*ABOUT THIS EXERCISE*: Write out all the data again, exactly as it stands.

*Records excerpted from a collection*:

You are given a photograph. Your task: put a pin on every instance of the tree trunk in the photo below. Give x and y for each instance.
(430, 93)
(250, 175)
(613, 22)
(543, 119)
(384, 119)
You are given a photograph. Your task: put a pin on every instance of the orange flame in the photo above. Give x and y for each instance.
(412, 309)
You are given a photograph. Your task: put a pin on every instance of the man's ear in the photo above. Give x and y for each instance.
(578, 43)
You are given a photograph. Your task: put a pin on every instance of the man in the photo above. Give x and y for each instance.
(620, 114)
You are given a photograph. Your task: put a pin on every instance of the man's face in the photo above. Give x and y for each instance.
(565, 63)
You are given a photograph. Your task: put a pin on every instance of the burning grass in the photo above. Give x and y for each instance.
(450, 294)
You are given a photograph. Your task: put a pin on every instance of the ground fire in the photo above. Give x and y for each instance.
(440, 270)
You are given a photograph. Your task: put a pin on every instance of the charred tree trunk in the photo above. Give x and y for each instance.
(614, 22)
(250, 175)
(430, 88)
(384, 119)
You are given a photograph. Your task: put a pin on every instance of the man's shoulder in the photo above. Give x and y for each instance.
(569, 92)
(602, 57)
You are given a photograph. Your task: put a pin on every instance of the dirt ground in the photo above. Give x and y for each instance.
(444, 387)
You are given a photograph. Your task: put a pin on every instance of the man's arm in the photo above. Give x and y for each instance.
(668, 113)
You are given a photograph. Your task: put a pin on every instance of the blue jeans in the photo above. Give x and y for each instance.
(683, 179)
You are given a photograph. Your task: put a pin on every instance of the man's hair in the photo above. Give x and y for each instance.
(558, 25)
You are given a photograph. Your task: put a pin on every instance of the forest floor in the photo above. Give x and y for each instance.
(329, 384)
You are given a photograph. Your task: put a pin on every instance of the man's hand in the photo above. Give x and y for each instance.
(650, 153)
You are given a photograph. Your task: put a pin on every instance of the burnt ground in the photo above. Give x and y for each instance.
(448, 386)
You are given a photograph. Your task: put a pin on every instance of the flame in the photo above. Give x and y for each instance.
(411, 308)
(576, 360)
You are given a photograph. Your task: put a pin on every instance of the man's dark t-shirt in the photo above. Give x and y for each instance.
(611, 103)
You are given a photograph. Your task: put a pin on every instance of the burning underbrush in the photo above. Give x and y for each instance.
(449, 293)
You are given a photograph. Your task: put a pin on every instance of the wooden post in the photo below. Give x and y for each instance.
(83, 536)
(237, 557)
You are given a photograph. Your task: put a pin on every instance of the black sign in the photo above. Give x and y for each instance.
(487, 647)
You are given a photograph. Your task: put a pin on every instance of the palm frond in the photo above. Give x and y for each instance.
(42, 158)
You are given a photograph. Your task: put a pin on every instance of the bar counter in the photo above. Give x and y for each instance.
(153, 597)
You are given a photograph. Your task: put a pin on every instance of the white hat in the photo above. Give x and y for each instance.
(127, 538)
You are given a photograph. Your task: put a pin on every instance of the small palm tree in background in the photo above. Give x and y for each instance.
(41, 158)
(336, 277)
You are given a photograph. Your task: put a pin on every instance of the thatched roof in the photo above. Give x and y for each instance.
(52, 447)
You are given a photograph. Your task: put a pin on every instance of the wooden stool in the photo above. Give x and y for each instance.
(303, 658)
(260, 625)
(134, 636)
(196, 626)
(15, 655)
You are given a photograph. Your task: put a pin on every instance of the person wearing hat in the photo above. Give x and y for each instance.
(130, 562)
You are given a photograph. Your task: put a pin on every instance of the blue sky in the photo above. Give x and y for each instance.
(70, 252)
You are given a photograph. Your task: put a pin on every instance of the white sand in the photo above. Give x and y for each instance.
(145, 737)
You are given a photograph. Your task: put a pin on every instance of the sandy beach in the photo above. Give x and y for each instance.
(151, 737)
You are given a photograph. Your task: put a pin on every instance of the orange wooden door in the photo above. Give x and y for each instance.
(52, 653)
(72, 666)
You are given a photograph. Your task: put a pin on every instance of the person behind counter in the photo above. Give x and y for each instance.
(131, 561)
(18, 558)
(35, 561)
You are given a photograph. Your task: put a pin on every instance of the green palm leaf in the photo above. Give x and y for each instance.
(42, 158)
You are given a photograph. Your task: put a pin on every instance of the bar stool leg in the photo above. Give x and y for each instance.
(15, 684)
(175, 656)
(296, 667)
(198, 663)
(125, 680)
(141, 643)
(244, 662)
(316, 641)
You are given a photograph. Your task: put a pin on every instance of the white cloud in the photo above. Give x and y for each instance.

*WRITTEN REPLY*:
You are given a photograph. Your task: put a pin on every instance of the tree trunk in the photo below. Give x and y for each instance.
(430, 93)
(250, 175)
(613, 22)
(543, 119)
(384, 119)
You are given a photograph. Your task: put a pin on every instance of the orange flame in the photo above. Give x and y for each instance.
(412, 309)
You are given a photograph. Your task: put a pin on every instance of the man's ear in the photo above. Give x and y for each instance.
(578, 43)
You are given a photograph. Your task: put a pin on every instance of the man in the photo above. Give x and y for each instance.
(620, 114)
You are given a photograph. Your task: put a pin on every instance of the man's face in the photo above. Give x and y for each instance.
(565, 63)
You are given a photograph. Your task: put a pin on every instance of the burning grass in the photo above. Give x and y for each instance.
(450, 294)
You are given a photograph. Your task: put a pin on every instance of the ground fire in the photo above. Give x and y for each instance.
(440, 270)
You are given a photograph. Your task: put a pin on every instance of the charred tree trunk in the photo above. Give x and y for each instance.
(614, 22)
(250, 175)
(430, 88)
(384, 119)
You are given a photograph. Your task: put a pin on every instance of the man's shoulder in the photo above. Give x and y for each instance.
(569, 92)
(602, 57)
You are given a photograph. Your task: put a pin on every instance of the dirt ground in the photo above. Give x and y for each instance.
(444, 387)
You are given a photograph. Your task: put a pin on every instance of the man's arm in the photo above. Give x and y for each instance.
(668, 113)
You are given a photograph. Your task: put a pin on every instance of the blue jeans in the photo above. Give x and y for each instance.
(683, 179)
You are given a photograph. Your task: put a pin on every instance of the man's hair in the photo above. Give x and y for each instance.
(558, 25)
You are given a photograph. Your task: put a pin on every instance of the forest floor in the photo above. Give x and y for each instance.
(329, 384)
You are given a photograph. Your task: put a pin on every instance of the man's hand in the photo above. Give x and y for each instance.
(650, 153)
You are given a photograph. Your task: put a pin on every instance of the burnt ground in the photo above. Give x and y for each instance.
(448, 386)
You are given a photograph. Your task: put a pin on every instance of the flame in the photo above. Give x and y for each instance.
(411, 308)
(576, 360)
You are given a photograph. Your task: put a pin on every instance of the man's dark t-shirt in the photo above. Give x and y for each instance.
(611, 103)
You are given a photograph. Your task: put a pin on every instance of the burning underbrush in the photo above. Give x and y for each instance.
(449, 293)
You are given a photograph. Your task: put a pin on every instance of the wooden post in the photo below. Give x and y for each instance.
(83, 536)
(237, 557)
You are given a photograph. Your task: put a pin on every instance of the black sign in the photo above. Give x and y for each instance.
(487, 647)
You are given a photograph. Your task: put a pin on every instance of the palm frond in the photo above. Give x and y for each instance.
(42, 158)
You are given a photograph. Your task: put a pin on every instance of the bar counter in the photo above. Give x and y for each instance.
(153, 597)
You are given a photograph. Your task: put a pin on every instance of the white hat in the photo above. Give x and y for each instance.
(127, 538)
You are given a photograph. Your task: put a pin on every instance of the small palm tree in background in the photo above. Give x and y for each instance.
(41, 158)
(336, 277)
You are given a photograph. Your task: put a pin on every instance of the thatched roof in the photo above. Give x and y for each instance.
(52, 447)
You are given a photograph. Your task: put a pin on every instance of the wooden stool in the photo above. Give x and y for each instance.
(303, 658)
(260, 625)
(134, 636)
(196, 626)
(15, 655)
You are given a photograph. Your task: put a pin on every instance of the person wearing hat in the photo above. Give x and y for each instance.
(130, 562)
You are given a photograph. Your task: put a pin on every instance of the blue sky in the photo above. Give x and y for each instance.
(70, 252)
You are given a photograph. Your task: put a pin on every instance of the white sand in the photo above. Give x and y for each instance.
(145, 737)
You are given a photograph. Your task: put a pin on every instance of the sandy beach in the photo above. Give x and y for each instance.
(151, 737)
You are given a photograph. Your task: put a pin on every instance of the orange wooden door in the photo above. Give x and y for each instance.
(52, 653)
(72, 666)
You are given a photograph. Your task: put a pin on every instance of the person behind counter in the photo above. Give x and y for each instance.
(131, 561)
(18, 558)
(35, 561)
You are given a photograph. Your task: put a pin on every instance of the green palm leaf in the photo above. Give x and y for each instance.
(42, 158)
You are given a photograph. Your task: put a pin on every instance of the bar stool leg in the photo above. Give x and y for each instance.
(15, 684)
(175, 656)
(296, 667)
(198, 663)
(125, 680)
(141, 643)
(244, 662)
(316, 641)
You are given a photograph. Your task: put a pin on every instance of the white cloud in the photo above. Give x and y for each instance.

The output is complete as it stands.